▸ SET PROBLEM
Rewrite the listing below so that every "Query" becomes "Target", with nothing else altered. Leave the pictures out of your version.

▸ PROVIDED DATA
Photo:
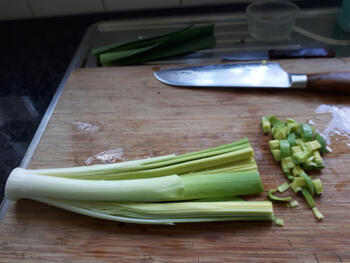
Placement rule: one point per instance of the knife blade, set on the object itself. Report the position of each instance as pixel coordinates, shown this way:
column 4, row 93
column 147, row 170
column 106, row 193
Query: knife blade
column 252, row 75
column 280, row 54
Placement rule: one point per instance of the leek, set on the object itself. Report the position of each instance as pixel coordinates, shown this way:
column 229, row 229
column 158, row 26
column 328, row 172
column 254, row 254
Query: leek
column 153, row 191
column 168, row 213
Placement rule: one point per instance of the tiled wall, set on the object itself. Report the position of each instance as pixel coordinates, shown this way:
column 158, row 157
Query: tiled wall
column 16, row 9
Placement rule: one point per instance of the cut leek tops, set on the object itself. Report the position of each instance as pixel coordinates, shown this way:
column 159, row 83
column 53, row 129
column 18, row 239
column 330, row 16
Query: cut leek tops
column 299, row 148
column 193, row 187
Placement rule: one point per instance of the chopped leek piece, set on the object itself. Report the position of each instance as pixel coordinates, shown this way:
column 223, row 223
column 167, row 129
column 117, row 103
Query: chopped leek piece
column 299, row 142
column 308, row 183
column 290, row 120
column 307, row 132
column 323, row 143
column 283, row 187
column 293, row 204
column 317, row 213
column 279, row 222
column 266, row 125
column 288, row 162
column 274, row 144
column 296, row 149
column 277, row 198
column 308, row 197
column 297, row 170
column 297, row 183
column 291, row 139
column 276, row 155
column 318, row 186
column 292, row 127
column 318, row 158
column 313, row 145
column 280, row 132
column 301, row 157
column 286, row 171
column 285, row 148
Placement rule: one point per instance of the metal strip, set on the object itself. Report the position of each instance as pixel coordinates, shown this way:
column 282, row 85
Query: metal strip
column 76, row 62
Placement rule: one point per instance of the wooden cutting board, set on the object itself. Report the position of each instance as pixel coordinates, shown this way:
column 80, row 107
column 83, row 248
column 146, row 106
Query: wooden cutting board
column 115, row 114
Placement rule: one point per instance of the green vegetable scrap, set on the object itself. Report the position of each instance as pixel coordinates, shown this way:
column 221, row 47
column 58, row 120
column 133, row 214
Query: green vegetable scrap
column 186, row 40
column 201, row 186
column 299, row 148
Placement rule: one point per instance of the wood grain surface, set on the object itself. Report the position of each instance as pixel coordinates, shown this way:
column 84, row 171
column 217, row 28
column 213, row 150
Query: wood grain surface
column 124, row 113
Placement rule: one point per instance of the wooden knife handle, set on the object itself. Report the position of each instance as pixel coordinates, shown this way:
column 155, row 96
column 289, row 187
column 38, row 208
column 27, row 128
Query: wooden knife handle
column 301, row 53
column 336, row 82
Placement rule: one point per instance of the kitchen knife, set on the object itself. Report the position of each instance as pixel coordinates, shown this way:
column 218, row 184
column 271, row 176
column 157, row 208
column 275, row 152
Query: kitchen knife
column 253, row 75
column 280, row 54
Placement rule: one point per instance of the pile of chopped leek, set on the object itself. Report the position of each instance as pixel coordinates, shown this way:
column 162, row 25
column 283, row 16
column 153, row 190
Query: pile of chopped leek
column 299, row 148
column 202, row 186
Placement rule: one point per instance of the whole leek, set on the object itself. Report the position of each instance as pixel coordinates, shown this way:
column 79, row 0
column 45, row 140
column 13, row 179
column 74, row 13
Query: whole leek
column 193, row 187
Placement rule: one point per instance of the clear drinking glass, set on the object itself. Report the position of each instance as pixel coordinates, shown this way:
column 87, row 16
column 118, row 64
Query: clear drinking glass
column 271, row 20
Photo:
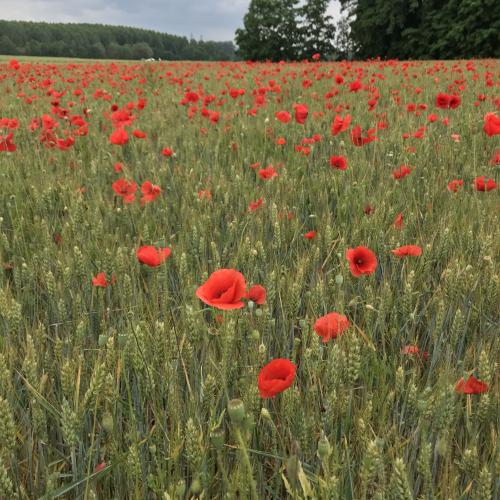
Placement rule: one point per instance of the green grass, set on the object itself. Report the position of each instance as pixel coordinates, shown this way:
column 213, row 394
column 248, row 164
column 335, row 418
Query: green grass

▸ RESPONSE
Photo:
Placement rule: one point per instance of the knife blade, set on the object itself. Report the position of each instance as pixel coordinates, shown this way:
column 4, row 93
column 147, row 170
column 106, row 193
Target: knife blade
column 252, row 75
column 280, row 54
Placement rule: one point per instance of the leek, set on the object itself. Report the position of each instance as pixel coordinates, shown this way:
column 229, row 229
column 158, row 26
column 328, row 172
column 254, row 254
Target: leek
column 153, row 191
column 168, row 213
Placement rule: one point per instance of the tiled wall, set on the object itself. Report the position of each instance as pixel coordinates, shown this way:
column 158, row 157
Target: tiled wall
column 16, row 9
Placement rule: one point per instance of the cut leek tops, set on the object itself. Report the position of each instance as pixel coordinates, shown this way:
column 159, row 83
column 53, row 129
column 18, row 239
column 330, row 16
Target: cut leek tops
column 299, row 148
column 193, row 187
Placement rule: one point per instance of the chopped leek piece, set on the object itself. Report the position of each instance as pixel coordinates, shown this way:
column 223, row 223
column 167, row 129
column 117, row 103
Target: chopped leek piece
column 299, row 142
column 308, row 183
column 290, row 120
column 307, row 132
column 323, row 143
column 283, row 187
column 293, row 204
column 317, row 213
column 279, row 222
column 266, row 125
column 288, row 162
column 274, row 144
column 296, row 149
column 277, row 198
column 308, row 197
column 297, row 170
column 297, row 183
column 291, row 139
column 276, row 155
column 318, row 186
column 292, row 127
column 318, row 158
column 313, row 145
column 280, row 132
column 301, row 157
column 286, row 171
column 285, row 148
Placement rule: one point per instance of the metal strip, set on the object itself. Report the position of each instance as pixel coordinates, shown this way:
column 282, row 85
Target: metal strip
column 76, row 62
Placement rule: one point per instance of the wooden cutting board, set on the object itself. Report the position of each instance as pixel coordinates, shown this way:
column 80, row 107
column 83, row 248
column 146, row 106
Target: wooden cutting board
column 115, row 114
Placement rule: one point per instance of the green vegetable scrap, set on the object itself. Report the position of each instance as pixel coordinates, shown this way:
column 221, row 47
column 58, row 120
column 133, row 214
Target: green vegetable scrap
column 186, row 40
column 201, row 186
column 299, row 148
Placement rule: one point per instance of the wood grain surface, set on the object itself. Report the position of each instance as pixel coordinates, shown this way:
column 84, row 171
column 217, row 28
column 213, row 150
Target: wood grain surface
column 124, row 113
Placement rule: one point per instance of the wooden knife handle, set on the object itself. Report the position of each instance as pixel coordinates, shown this way:
column 155, row 96
column 289, row 187
column 38, row 208
column 27, row 128
Target: wooden knife handle
column 301, row 53
column 336, row 82
Placement rule: one point per instance of the kitchen knife, set on the object itself. Report the position of each instance as pixel coordinates, shown this way:
column 218, row 184
column 271, row 176
column 157, row 208
column 275, row 152
Target: kitchen knife
column 253, row 75
column 280, row 54
Placement rule: one point per instance of the pile of chopped leek, set on the object itself. Report the position of each instance as pixel coordinates, shown this way:
column 162, row 25
column 283, row 16
column 153, row 190
Target: pile of chopped leek
column 299, row 148
column 202, row 186
Placement rule: one point per instance of the whole leek, set on the object itself. Report the position of each instance as pixel coordinates, shown this way:
column 79, row 0
column 45, row 140
column 13, row 179
column 74, row 13
Target: whole leek
column 193, row 187
Placement rule: one point per instance of the clear drinking glass, set on the object itself. Report the position of each instance as pixel coordinates, shown this way:
column 87, row 16
column 118, row 64
Target: clear drinking glass
column 271, row 20
Photo:
Placement rule: one point per instance of the green grass, set on the object itself. Report the position of each instance as pixel coordinates, shown this way:
column 213, row 394
column 248, row 164
column 335, row 418
Target: green grass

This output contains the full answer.